• Exercise instructions: All entries are to be given again verbatim.

• Data lines:
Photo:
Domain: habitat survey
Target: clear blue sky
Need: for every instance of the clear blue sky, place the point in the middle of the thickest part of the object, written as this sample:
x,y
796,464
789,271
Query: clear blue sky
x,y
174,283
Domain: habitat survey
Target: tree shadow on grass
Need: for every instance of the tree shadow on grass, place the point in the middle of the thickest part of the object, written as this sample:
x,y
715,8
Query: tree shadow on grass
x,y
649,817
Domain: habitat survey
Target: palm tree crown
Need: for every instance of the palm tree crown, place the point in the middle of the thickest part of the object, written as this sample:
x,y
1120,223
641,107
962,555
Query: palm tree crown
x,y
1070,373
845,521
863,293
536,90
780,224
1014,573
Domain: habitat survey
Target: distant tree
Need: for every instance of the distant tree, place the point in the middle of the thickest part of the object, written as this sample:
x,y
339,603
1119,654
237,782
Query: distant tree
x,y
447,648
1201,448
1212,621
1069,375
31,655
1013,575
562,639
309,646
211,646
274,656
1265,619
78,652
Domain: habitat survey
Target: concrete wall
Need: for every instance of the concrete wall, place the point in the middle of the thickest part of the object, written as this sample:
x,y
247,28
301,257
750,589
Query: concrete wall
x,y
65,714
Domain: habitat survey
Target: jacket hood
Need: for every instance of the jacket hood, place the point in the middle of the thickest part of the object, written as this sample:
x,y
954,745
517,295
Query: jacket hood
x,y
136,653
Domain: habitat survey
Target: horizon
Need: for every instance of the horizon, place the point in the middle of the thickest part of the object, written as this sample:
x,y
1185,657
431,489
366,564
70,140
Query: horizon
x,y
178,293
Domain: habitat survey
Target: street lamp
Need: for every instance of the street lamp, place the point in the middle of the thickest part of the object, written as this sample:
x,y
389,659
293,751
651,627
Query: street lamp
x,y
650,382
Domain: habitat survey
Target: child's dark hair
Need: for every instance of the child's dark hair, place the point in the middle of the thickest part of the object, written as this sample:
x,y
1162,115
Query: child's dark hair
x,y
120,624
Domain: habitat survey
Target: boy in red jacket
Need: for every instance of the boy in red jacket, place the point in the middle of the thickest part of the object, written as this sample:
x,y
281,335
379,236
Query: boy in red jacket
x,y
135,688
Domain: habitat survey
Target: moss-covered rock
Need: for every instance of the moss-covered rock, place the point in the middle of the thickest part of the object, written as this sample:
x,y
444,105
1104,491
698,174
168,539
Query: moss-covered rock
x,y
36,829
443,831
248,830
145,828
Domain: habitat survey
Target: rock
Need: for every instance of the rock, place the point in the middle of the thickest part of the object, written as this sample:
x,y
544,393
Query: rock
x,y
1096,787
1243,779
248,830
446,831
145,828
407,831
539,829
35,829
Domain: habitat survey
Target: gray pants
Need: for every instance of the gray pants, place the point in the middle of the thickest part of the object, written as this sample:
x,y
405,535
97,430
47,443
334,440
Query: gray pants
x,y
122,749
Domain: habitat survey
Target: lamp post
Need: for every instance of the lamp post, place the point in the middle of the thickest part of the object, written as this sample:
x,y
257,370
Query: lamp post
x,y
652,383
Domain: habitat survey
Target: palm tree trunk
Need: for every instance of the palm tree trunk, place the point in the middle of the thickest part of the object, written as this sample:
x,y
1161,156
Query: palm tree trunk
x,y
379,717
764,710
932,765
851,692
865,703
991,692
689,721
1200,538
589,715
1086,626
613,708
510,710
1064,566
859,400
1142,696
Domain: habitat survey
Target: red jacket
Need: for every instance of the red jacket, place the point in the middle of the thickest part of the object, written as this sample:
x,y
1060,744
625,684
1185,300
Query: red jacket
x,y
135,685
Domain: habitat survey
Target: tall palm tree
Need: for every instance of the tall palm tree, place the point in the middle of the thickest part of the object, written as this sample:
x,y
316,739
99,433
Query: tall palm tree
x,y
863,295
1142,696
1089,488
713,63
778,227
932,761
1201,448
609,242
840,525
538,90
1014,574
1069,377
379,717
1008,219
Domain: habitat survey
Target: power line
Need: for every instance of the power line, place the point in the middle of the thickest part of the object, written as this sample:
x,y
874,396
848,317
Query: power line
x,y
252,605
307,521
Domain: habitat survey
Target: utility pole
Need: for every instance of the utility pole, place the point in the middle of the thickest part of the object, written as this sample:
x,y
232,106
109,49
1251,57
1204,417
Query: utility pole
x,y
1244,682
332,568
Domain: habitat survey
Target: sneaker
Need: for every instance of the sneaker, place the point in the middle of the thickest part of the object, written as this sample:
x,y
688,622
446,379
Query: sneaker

• Answer to this task:
Photo:
Domain: habitat survey
Target: clear blue sky
Need: for every instance of the clear blue sky, place the point in the middle of the thickest part of the object, written as this sample:
x,y
796,464
789,271
Query: clear blue sky
x,y
174,283
Domain: habitat survey
Target: tree shadow on grass
Need: for every instance of the tree shadow on grass, place the point in the middle of the thickest part of the object, written as this sample:
x,y
715,8
Query: tree shadow on grass
x,y
649,817
Domain: habitat survey
Target: palm tree crown
Need: for every instance of the palm tree crown, place the point in the middle of the thickest part of the object, written as this sample:
x,y
1120,223
641,107
962,555
Query: palm tree crown
x,y
1070,373
845,521
863,293
536,90
780,224
1014,573
Domain: habitat survey
Target: distant tree
Need: for every instance of the distant tree, place the point in the middle of the thickest part of the object, written as this sample:
x,y
339,603
1119,654
237,782
Query: distant tree
x,y
447,648
1201,448
1212,621
1069,375
31,655
1013,575
562,639
309,646
211,646
274,656
1265,619
78,652
Domain: habitat survey
Target: concrete wall
Need: for every instance of the concrete wall, place the point in the middle of the thickest part of the object, written as this sample:
x,y
247,28
301,257
750,589
Query: concrete wall
x,y
65,714
Domain: habitat survey
Target: jacket hood
Need: for every instance of the jacket hood, place the point in the middle of the thickest part of the object, written as this sample:
x,y
954,745
517,295
Query: jacket hood
x,y
136,653
Domain: habitat survey
Target: horizon
Need: for every instance of the horizon, place the point in the middle of the thickest part of the object, written as this sample:
x,y
1185,657
431,489
366,564
70,140
Query: horizon
x,y
178,293
Domain: habitat survey
Target: street lamp
Need: for every instance of the street lamp, place the point in the middle of the thickest part of the object, written as this sample:
x,y
389,659
293,751
651,627
Query: street lamp
x,y
650,382
Domain: habitat survey
Target: child's dark hair
Need: for every instance of the child's dark hair, place the point in the middle of the thickest part of the object, written as this sample:
x,y
1162,115
Query: child's dark hair
x,y
120,624
Domain: habitat survey
Target: boy in red jacket
Need: for every instance of the boy in red jacket, place the point in the middle of the thickest part of the object, written as this sample:
x,y
281,335
379,236
Query: boy in red jacket
x,y
135,688
Domain: habitat survey
Target: moss-covered rock
Need: for every instance of the moss-covered rock, place the point in the middle of the thickest part of the object, written as this sample:
x,y
444,105
1104,491
698,174
168,539
Query: moss-covered rock
x,y
36,829
443,831
248,830
145,828
Domain: habitat survey
Target: rock
Need: for every instance of the rock, place the point in the middle of the thickest part of the object, written as this sample:
x,y
544,393
Query: rock
x,y
1096,787
1243,779
248,830
446,831
145,828
407,831
539,829
35,829
Domain: habitat survey
Target: gray pants
Need: for every instance of the gray pants, place the point in the middle of the thickest part of the object, written as this sample:
x,y
405,535
97,430
47,443
334,440
Query: gray pants
x,y
122,749
Domain: habitat survey
Target: lamp post
Need: for every instance of the lamp post, place the point in the middle of the thickest part of the object, written as this sample:
x,y
257,370
Query: lamp post
x,y
652,383
Domain: habitat survey
Target: palm tree trunk
Need: for every instance of the palm tree trunk, place the point in the middle of the thickest part of the object, written as this sample:
x,y
1161,156
Query: palm tree trunk
x,y
379,717
764,710
932,765
851,692
865,703
991,692
689,721
1200,538
589,715
1086,626
613,708
510,710
1064,566
859,400
1142,696
Domain: habitat survey
Target: red jacket
Need: for every instance of the red jacket, place the point in the middle of the thickest part of the object, written as this sample:
x,y
1060,744
625,684
1185,300
Query: red jacket
x,y
135,685
Domain: habitat survey
Target: tall palm tree
Need: for every instance of the tall palm tree, place the point in the middle of the thickest part of the object, written as this sample:
x,y
316,739
99,433
Query: tall palm tree
x,y
863,295
1142,696
1089,488
713,63
778,227
932,761
1201,448
609,242
840,525
538,90
1014,574
1069,377
379,717
1008,219
Domain: habitat survey
Target: power line
Need: for every instance of the power line, place the point in the middle of the thickest part of the object, written as this sample:
x,y
874,396
848,317
Query: power line
x,y
252,605
307,521
Domain: habitat survey
Target: utility pole
Need: for every instance of the utility pole, place the point in the middle of the thickest part of the object, written as this sample:
x,y
232,106
109,49
1251,57
1204,417
Query: utility pole
x,y
1244,682
332,568
Domain: habitat survey
Target: sneaker
Need: for every instance of the sneaker, place the point in the middle of the thickest part of the object, written as this sample:
x,y
688,622
446,379
Query: sneaker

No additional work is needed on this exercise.